Segment Start: LISTED ENTRIES

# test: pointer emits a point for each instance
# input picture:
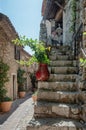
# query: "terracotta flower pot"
(34, 97)
(43, 73)
(22, 94)
(6, 106)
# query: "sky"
(25, 16)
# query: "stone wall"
(67, 34)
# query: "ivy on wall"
(73, 14)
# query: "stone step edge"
(56, 122)
(46, 103)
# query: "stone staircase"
(57, 107)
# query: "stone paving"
(19, 119)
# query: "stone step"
(62, 77)
(64, 70)
(54, 124)
(59, 96)
(63, 63)
(58, 86)
(47, 109)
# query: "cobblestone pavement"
(19, 119)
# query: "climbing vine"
(73, 13)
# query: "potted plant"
(40, 56)
(34, 96)
(21, 81)
(5, 101)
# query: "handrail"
(83, 52)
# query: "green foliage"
(3, 79)
(82, 62)
(39, 49)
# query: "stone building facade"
(72, 19)
(10, 53)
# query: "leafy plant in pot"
(21, 80)
(40, 56)
(5, 101)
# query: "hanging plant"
(73, 13)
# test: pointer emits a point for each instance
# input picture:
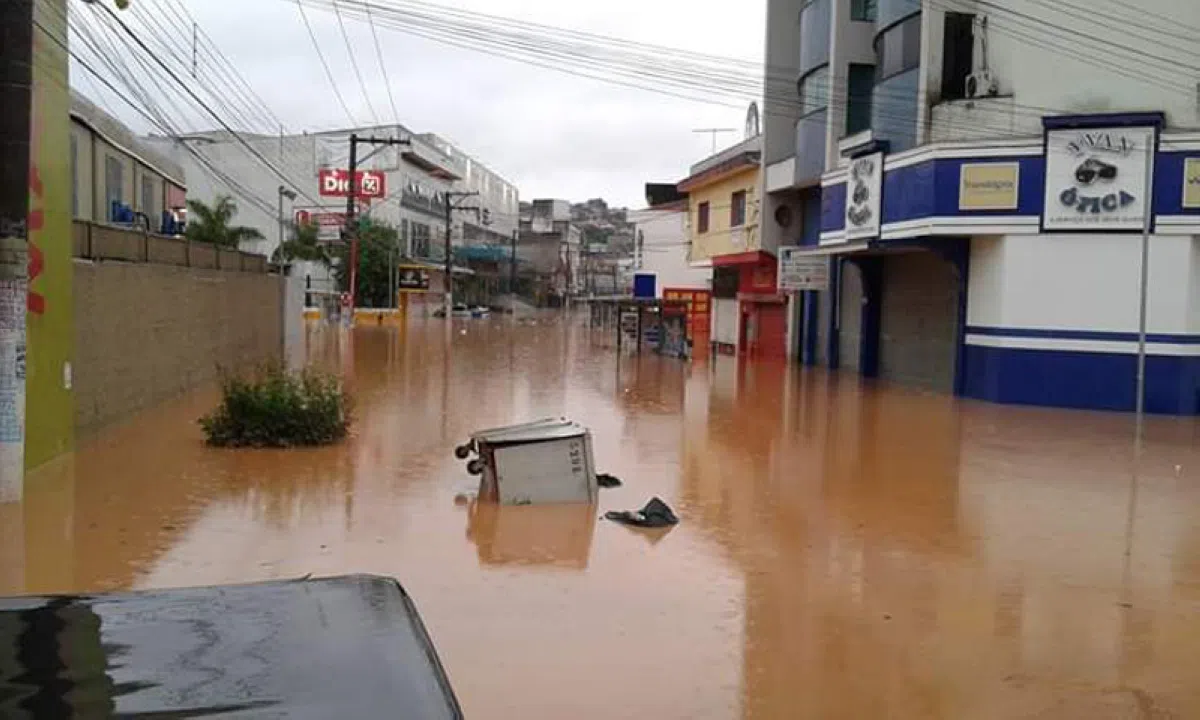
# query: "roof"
(659, 193)
(340, 647)
(115, 133)
(727, 167)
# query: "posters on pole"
(799, 271)
(864, 190)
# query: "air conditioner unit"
(982, 84)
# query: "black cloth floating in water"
(655, 514)
(606, 480)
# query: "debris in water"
(545, 461)
(655, 514)
(606, 480)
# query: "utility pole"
(714, 132)
(16, 125)
(352, 207)
(513, 274)
(453, 201)
(283, 193)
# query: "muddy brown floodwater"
(846, 550)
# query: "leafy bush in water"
(276, 408)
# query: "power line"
(201, 102)
(354, 64)
(324, 64)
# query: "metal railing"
(97, 241)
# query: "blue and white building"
(978, 174)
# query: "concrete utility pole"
(513, 274)
(16, 99)
(283, 193)
(451, 203)
(352, 207)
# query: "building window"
(814, 89)
(958, 54)
(75, 177)
(114, 184)
(738, 209)
(859, 91)
(863, 10)
(148, 204)
(898, 49)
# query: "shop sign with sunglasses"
(1096, 179)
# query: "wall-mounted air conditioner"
(982, 84)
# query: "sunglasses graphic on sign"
(1092, 169)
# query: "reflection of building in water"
(52, 660)
(555, 535)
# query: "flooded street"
(845, 551)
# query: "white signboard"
(863, 197)
(798, 271)
(1096, 179)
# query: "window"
(899, 48)
(420, 240)
(725, 282)
(738, 209)
(863, 10)
(814, 90)
(858, 108)
(958, 54)
(816, 18)
(114, 184)
(75, 175)
(148, 205)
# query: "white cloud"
(552, 133)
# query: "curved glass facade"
(810, 136)
(815, 19)
(897, 73)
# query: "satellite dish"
(754, 127)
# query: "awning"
(835, 249)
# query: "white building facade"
(418, 178)
(978, 174)
(661, 249)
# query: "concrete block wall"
(147, 333)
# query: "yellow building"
(723, 203)
(748, 312)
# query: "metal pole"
(449, 282)
(16, 125)
(281, 222)
(351, 228)
(513, 274)
(1143, 291)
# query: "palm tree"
(211, 225)
(304, 245)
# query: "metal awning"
(839, 249)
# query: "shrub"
(277, 408)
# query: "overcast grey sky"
(551, 133)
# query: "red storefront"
(762, 309)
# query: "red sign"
(329, 225)
(336, 184)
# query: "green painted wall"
(49, 402)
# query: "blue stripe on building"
(1081, 379)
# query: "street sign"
(413, 279)
(329, 225)
(335, 183)
(801, 271)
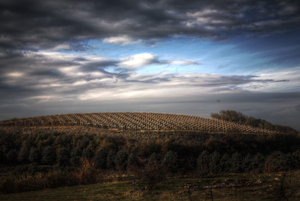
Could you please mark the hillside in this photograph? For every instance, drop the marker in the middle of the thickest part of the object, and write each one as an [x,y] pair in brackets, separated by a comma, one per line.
[136,121]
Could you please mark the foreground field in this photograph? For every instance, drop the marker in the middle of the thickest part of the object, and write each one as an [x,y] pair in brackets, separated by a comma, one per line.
[231,187]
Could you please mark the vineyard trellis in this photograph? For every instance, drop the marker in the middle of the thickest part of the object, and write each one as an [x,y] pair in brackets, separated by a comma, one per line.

Segment End: LISTED ENTRIES

▸ WHAT YOU NEED TO DO: The records above should be written out exactly, and the images dropped.

▸ RESPONSE TO THIS EXERCISE:
# test: pointer emits a point for each instance
# input picture:
# query: "terracotta flower pot"
(34, 97)
(43, 73)
(22, 94)
(6, 106)
# query: "sky"
(25, 16)
# query: "stone wall"
(67, 34)
# query: "ivy on wall"
(73, 14)
# query: "stone step edge"
(56, 122)
(46, 103)
# query: "stone staircase"
(57, 107)
# query: "stone paving"
(19, 119)
# query: "stone step"
(62, 77)
(64, 70)
(54, 124)
(59, 96)
(63, 63)
(58, 86)
(47, 109)
# query: "cobblestone pavement"
(19, 119)
# query: "climbing vine"
(73, 13)
# query: "potted plant"
(40, 56)
(34, 96)
(21, 81)
(5, 101)
# query: "handrail"
(83, 52)
# query: "green foliage"
(3, 79)
(82, 62)
(39, 49)
# query: "stone building facade"
(72, 19)
(10, 53)
# query: "leafy plant in pot"
(21, 80)
(40, 56)
(5, 101)
# query: "hanging plant"
(73, 13)
# test: pointer emits a point for each instance
# input picture:
# query: "roof"
(659, 193)
(340, 647)
(115, 133)
(727, 167)
# query: "posters on pole"
(799, 271)
(864, 190)
# query: "air conditioner unit"
(982, 84)
# query: "black cloth floating in water"
(655, 514)
(606, 480)
# query: "debris in water"
(545, 461)
(655, 514)
(606, 480)
# query: "utility pole"
(714, 132)
(16, 125)
(352, 207)
(513, 274)
(453, 201)
(283, 193)
# query: "muddy brown floodwater"
(846, 550)
# query: "leafy bush in water"
(276, 408)
# query: "power line"
(201, 102)
(354, 64)
(324, 64)
# query: "metal railing"
(97, 241)
# query: "blue and white building"
(978, 174)
# query: "concrete utility pole"
(513, 274)
(16, 99)
(283, 193)
(451, 203)
(352, 207)
# query: "building window"
(814, 89)
(958, 54)
(75, 177)
(114, 184)
(738, 209)
(859, 91)
(863, 10)
(148, 204)
(898, 49)
# query: "shop sign with sunglasses"
(1096, 179)
# query: "wall-mounted air conditioner"
(982, 84)
# query: "sunglasses graphic on sign"
(1092, 169)
# query: "reflection of building in water"
(52, 660)
(555, 535)
# query: "flooded street"
(845, 551)
# query: "white signboard"
(863, 197)
(798, 271)
(1096, 179)
# query: "window"
(899, 48)
(420, 240)
(725, 282)
(738, 209)
(863, 10)
(814, 90)
(858, 108)
(958, 54)
(816, 18)
(114, 184)
(75, 175)
(148, 205)
# query: "white cloud"
(552, 133)
# query: "curved glass facade"
(810, 136)
(815, 19)
(897, 73)
# query: "satellite dish"
(754, 127)
# query: "awning"
(835, 249)
# query: "white building facade"
(418, 178)
(978, 174)
(661, 249)
# query: "concrete block wall"
(147, 333)
# query: "yellow building"
(723, 203)
(748, 312)
# query: "metal pole"
(449, 282)
(16, 125)
(281, 222)
(351, 228)
(513, 274)
(1143, 291)
# query: "palm tree"
(211, 225)
(304, 245)
# query: "metal awning"
(839, 249)
# query: "shrub"
(277, 408)
# query: "overcast grey sky"
(551, 133)
# query: "red storefront"
(762, 309)
# query: "red sign"
(329, 225)
(336, 184)
# query: "green painted wall"
(49, 402)
# query: "blue stripe on building"
(1081, 379)
# query: "street sign"
(413, 279)
(329, 225)
(335, 183)
(801, 271)
Could you please mark the hillside in this photograph? For every instance, drop the marker in the middle of the thickest part of the object, and write each one as an [x,y] pair in brackets, separated by a comma, one per line.
[136,121]
Could you please mark the foreground field in this photograph? For every instance, drop the marker in the middle of the thickest part of the object, and write each one as an [x,y] pair in brackets, separated by a comma, one per line.
[231,187]
Could you please mark the vineyard trellis in this photograph? For every instance, drop the marker in the middle of the thickest part of the object, and write each one as an [x,y] pair in brackets, separated by a comma, one per line.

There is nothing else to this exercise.